• _DIRECTIVE_
Locate each line in the records below that contains the string "short", matching case exactly, and copy every such line in full.

• _DATA EXCERPTS_
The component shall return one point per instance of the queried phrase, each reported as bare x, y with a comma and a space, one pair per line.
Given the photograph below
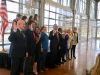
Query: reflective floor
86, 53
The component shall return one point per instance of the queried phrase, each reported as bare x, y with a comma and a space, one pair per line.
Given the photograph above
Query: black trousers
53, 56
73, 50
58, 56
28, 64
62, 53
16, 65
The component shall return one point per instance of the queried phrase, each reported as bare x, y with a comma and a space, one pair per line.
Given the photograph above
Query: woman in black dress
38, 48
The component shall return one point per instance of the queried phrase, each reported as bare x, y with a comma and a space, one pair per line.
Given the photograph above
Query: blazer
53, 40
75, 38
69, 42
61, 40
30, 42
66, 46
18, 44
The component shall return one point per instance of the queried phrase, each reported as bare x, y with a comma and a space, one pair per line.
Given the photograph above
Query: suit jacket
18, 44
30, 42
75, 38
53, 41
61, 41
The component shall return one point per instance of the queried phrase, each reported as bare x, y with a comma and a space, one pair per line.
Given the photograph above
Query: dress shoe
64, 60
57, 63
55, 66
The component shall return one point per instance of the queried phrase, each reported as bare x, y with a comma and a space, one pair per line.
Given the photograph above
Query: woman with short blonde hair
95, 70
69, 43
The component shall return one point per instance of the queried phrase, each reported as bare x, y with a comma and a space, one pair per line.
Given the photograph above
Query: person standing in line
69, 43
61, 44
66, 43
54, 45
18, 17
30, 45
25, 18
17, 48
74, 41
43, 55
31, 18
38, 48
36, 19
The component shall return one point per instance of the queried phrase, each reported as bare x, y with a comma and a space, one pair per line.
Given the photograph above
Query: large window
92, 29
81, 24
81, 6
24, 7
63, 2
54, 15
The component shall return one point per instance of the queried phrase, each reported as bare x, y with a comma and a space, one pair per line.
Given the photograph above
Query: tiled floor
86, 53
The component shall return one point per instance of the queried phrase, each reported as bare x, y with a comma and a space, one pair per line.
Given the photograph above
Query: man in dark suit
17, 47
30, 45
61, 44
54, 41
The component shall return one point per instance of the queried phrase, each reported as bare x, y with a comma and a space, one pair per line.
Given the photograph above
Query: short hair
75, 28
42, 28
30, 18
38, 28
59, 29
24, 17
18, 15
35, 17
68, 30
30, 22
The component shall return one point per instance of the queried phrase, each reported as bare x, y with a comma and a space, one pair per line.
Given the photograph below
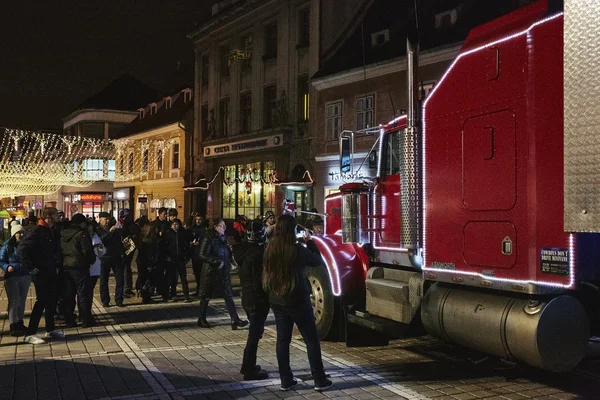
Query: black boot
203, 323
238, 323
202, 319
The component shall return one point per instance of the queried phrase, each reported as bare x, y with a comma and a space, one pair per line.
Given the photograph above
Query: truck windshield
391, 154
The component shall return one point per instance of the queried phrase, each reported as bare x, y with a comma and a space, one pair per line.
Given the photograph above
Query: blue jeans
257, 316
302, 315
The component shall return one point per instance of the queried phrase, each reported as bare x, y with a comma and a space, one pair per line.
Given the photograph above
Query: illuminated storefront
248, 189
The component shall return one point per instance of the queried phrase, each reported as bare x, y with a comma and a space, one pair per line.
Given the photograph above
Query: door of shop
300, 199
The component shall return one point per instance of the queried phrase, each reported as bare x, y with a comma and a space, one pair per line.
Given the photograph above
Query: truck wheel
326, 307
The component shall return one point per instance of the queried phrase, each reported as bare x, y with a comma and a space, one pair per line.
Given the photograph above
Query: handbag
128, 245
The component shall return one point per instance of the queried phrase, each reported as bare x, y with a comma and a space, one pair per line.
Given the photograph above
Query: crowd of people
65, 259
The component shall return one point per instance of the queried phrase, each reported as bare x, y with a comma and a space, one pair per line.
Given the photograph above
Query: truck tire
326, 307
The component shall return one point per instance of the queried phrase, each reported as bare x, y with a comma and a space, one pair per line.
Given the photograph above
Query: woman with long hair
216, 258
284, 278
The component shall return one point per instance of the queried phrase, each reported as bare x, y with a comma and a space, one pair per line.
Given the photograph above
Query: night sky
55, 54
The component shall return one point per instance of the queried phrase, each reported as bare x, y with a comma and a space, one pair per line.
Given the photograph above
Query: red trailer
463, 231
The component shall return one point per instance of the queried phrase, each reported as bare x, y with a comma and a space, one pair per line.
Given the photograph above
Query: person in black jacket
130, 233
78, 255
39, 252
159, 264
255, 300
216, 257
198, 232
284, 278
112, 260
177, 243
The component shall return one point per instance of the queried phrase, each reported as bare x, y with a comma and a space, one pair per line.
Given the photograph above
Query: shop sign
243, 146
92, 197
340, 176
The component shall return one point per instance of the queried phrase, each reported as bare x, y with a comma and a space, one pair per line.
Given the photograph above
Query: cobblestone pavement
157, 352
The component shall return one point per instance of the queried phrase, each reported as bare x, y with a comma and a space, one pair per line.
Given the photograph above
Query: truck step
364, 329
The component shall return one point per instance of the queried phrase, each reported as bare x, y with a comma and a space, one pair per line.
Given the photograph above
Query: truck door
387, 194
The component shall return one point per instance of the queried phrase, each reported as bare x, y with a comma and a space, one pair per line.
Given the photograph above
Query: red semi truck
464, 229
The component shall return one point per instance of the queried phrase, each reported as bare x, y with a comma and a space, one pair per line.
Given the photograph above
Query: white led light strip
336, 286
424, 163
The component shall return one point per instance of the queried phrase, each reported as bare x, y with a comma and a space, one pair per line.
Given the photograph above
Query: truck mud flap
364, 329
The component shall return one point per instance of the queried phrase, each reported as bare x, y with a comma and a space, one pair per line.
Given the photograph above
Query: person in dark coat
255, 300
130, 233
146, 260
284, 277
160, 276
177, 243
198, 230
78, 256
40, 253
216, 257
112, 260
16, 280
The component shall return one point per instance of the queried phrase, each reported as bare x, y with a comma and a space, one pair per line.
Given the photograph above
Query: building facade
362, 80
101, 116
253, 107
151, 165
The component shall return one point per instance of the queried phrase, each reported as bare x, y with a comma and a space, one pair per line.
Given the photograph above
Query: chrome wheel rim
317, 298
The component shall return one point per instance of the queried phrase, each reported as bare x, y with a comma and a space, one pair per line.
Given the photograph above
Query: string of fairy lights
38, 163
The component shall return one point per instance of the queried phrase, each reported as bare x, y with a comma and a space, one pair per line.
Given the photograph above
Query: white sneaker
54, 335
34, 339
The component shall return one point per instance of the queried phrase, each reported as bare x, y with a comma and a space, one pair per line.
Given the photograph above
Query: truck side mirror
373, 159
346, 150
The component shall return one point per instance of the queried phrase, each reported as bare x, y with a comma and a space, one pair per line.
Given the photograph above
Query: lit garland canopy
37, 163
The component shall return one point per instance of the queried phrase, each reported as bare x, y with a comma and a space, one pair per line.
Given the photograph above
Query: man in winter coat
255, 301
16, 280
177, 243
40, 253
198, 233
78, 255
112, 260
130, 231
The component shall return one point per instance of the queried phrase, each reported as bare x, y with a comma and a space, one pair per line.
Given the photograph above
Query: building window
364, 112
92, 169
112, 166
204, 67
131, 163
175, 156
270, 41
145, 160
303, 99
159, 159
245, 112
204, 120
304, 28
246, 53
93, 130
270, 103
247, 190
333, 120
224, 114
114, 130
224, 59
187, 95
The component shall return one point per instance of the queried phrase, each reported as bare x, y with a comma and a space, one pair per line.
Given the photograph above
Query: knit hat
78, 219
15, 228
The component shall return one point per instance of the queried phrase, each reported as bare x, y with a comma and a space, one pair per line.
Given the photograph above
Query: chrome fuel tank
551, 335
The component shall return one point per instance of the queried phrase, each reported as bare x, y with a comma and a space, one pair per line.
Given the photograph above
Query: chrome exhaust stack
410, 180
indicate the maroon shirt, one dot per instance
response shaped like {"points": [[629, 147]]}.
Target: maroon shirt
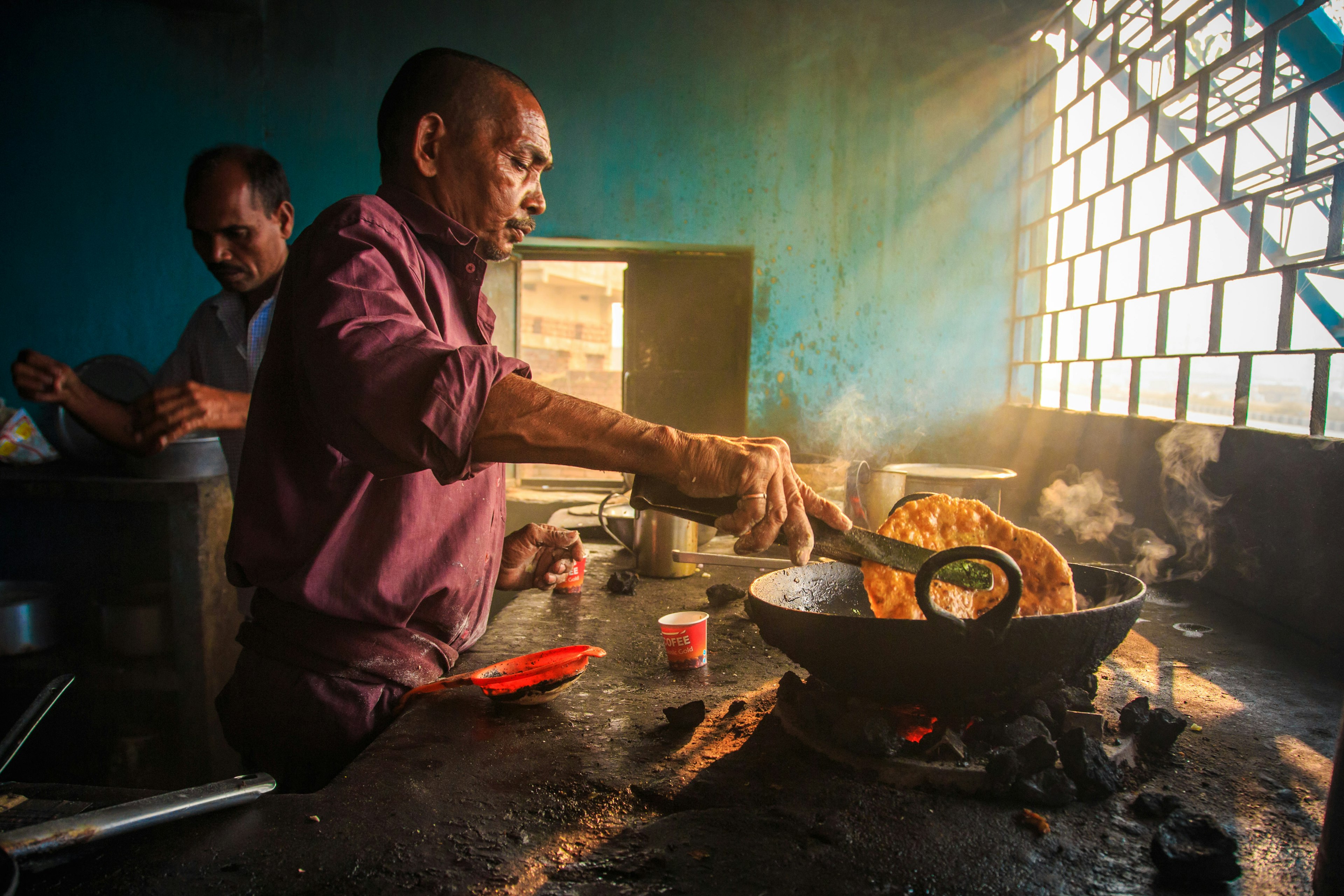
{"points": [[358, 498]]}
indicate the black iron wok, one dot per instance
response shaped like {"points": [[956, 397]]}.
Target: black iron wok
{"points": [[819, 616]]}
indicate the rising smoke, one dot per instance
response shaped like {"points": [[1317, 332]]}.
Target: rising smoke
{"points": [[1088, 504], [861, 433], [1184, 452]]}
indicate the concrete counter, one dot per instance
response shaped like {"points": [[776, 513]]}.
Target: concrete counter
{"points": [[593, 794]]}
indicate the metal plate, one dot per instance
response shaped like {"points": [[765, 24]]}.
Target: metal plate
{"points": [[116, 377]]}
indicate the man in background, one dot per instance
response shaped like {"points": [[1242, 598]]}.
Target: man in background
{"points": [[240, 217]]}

* * *

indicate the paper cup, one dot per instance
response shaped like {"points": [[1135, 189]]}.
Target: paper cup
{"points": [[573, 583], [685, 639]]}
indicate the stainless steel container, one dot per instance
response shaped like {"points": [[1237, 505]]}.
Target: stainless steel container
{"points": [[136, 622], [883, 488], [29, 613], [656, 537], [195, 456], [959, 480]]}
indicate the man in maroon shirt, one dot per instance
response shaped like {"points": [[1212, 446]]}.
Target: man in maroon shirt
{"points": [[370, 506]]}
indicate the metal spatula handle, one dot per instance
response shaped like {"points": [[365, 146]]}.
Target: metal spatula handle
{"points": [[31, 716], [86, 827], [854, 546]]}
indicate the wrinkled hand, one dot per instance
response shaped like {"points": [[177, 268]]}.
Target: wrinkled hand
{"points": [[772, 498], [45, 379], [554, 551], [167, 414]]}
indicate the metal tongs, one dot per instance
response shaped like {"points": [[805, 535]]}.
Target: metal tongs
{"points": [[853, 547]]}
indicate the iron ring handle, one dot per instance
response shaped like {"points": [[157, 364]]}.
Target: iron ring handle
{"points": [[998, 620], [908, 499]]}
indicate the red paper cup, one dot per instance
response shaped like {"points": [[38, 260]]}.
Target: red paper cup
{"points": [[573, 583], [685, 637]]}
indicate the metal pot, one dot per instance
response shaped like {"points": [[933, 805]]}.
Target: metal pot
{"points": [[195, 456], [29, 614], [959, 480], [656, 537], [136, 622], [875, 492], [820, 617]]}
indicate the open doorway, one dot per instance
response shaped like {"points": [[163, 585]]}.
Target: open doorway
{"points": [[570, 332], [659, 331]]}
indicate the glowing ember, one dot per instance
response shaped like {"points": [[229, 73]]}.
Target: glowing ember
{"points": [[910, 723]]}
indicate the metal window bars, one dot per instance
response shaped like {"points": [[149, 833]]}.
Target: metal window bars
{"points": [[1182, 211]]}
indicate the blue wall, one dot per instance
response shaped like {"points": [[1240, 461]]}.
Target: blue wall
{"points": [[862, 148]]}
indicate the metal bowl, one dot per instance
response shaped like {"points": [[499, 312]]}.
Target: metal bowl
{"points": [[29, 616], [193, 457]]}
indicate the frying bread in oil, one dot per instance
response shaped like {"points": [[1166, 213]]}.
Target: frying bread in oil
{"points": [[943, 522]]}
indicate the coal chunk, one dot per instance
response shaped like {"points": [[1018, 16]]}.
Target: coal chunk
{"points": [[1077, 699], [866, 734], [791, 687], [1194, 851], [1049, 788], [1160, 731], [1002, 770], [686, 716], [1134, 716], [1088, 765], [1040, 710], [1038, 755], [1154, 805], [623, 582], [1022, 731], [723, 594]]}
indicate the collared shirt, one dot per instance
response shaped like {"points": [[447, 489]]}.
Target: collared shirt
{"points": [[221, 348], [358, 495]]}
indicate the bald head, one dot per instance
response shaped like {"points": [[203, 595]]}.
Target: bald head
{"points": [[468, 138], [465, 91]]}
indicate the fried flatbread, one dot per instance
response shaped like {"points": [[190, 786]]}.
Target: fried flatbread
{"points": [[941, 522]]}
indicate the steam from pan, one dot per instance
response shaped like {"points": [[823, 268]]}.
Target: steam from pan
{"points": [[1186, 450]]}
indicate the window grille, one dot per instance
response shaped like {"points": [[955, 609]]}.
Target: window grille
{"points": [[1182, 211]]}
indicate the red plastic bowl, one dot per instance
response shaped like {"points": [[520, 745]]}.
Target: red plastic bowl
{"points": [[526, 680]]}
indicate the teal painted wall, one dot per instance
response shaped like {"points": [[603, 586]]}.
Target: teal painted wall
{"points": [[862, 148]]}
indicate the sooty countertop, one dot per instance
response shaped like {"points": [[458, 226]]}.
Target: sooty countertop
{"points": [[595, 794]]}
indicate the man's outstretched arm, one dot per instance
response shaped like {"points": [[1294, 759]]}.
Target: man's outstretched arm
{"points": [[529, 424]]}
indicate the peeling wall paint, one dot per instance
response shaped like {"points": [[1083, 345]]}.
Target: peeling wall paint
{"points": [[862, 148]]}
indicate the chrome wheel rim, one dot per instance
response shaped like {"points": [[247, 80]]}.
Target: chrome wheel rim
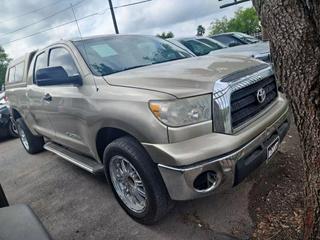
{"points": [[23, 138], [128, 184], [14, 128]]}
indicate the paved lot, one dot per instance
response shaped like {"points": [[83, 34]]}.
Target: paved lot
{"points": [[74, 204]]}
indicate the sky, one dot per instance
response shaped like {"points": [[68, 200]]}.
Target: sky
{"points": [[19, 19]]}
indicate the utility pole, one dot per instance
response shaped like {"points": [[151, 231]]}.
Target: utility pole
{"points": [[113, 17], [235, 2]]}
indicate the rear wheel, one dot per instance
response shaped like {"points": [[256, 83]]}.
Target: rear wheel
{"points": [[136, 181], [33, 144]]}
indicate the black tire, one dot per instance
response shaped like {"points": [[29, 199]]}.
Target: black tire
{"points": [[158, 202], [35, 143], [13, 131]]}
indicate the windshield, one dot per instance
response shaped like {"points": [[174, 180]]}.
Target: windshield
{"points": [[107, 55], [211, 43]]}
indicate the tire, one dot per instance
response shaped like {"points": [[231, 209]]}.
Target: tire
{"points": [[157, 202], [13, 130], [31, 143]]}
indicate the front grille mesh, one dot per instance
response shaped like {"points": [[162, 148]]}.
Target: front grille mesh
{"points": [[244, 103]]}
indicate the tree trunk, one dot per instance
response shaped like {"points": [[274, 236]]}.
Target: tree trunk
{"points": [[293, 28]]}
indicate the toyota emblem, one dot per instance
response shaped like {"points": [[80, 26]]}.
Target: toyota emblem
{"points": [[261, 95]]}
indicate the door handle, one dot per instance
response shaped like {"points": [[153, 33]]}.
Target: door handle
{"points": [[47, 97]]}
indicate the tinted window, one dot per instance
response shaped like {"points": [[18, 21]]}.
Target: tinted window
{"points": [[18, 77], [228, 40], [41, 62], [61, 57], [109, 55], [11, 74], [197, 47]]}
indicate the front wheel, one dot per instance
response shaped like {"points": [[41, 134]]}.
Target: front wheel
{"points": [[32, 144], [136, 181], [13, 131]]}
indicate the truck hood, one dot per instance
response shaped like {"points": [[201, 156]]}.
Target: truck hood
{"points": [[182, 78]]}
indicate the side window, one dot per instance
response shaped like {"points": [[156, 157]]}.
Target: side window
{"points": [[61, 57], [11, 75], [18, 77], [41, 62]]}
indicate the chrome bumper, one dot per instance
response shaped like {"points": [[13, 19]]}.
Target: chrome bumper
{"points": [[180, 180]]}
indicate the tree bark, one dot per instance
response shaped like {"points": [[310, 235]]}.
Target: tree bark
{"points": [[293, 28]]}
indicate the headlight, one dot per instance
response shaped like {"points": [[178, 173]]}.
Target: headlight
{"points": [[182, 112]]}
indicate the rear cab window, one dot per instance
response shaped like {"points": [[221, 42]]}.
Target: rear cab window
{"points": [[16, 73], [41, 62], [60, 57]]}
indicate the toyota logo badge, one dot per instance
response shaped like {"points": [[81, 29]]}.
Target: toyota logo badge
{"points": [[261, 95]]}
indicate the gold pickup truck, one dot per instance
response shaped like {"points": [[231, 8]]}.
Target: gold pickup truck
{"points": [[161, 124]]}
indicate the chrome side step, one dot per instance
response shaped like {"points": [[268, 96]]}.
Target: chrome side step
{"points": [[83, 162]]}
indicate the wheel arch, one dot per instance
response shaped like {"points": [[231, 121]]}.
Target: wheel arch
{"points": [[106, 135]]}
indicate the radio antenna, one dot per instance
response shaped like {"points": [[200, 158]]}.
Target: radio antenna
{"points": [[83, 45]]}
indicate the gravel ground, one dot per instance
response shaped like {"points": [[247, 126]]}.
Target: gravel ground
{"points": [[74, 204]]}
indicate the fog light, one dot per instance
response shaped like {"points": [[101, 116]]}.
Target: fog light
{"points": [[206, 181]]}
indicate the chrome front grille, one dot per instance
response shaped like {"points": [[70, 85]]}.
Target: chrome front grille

--

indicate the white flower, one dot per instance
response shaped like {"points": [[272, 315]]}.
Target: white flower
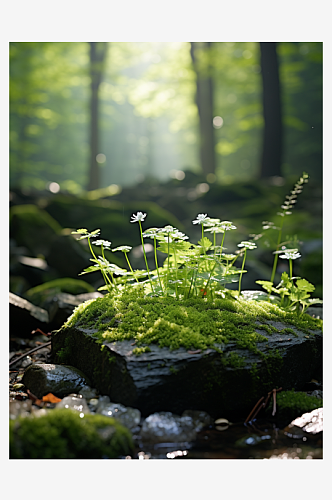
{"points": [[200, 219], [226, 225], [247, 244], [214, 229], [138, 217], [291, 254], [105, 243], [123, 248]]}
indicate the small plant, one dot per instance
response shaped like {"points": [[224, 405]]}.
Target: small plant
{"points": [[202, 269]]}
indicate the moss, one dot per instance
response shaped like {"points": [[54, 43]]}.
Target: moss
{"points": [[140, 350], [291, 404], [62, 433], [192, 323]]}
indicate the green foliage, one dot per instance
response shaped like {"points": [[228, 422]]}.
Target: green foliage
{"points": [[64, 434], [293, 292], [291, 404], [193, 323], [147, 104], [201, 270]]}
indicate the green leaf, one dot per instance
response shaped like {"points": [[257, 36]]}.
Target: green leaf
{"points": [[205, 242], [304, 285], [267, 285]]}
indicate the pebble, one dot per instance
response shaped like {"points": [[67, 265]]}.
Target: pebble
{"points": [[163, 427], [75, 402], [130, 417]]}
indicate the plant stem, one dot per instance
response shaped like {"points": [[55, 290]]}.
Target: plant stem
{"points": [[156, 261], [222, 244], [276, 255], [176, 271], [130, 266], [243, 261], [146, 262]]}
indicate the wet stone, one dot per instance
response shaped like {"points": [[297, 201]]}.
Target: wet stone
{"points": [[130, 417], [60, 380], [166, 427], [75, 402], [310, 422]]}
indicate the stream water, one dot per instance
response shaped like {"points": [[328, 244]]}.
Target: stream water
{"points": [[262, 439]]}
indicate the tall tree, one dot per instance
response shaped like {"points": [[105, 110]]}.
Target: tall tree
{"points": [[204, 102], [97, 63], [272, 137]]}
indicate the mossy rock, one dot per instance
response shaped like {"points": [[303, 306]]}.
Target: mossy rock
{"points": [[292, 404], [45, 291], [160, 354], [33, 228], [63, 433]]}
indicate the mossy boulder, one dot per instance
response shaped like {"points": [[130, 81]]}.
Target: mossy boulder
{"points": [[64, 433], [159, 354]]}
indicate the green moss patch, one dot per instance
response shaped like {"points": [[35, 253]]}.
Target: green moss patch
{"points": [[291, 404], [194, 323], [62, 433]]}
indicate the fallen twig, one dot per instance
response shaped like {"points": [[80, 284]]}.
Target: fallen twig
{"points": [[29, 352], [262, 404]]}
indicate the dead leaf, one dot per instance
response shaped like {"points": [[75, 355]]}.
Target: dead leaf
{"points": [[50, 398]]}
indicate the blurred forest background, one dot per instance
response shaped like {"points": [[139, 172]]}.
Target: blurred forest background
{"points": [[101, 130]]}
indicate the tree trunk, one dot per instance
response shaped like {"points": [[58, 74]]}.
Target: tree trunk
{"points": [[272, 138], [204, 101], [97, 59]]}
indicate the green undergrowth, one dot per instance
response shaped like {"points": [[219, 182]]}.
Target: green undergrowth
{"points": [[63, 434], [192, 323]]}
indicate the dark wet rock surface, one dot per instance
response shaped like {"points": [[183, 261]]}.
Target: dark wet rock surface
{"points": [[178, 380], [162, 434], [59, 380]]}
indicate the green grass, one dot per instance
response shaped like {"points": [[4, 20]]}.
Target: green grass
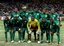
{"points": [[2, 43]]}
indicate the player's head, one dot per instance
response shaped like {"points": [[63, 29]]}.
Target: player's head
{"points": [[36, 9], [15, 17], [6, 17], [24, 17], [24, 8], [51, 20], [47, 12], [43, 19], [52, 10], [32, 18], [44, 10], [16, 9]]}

• _FINAL ANSWER_
Query: woman with short blonde hair
Query: short hair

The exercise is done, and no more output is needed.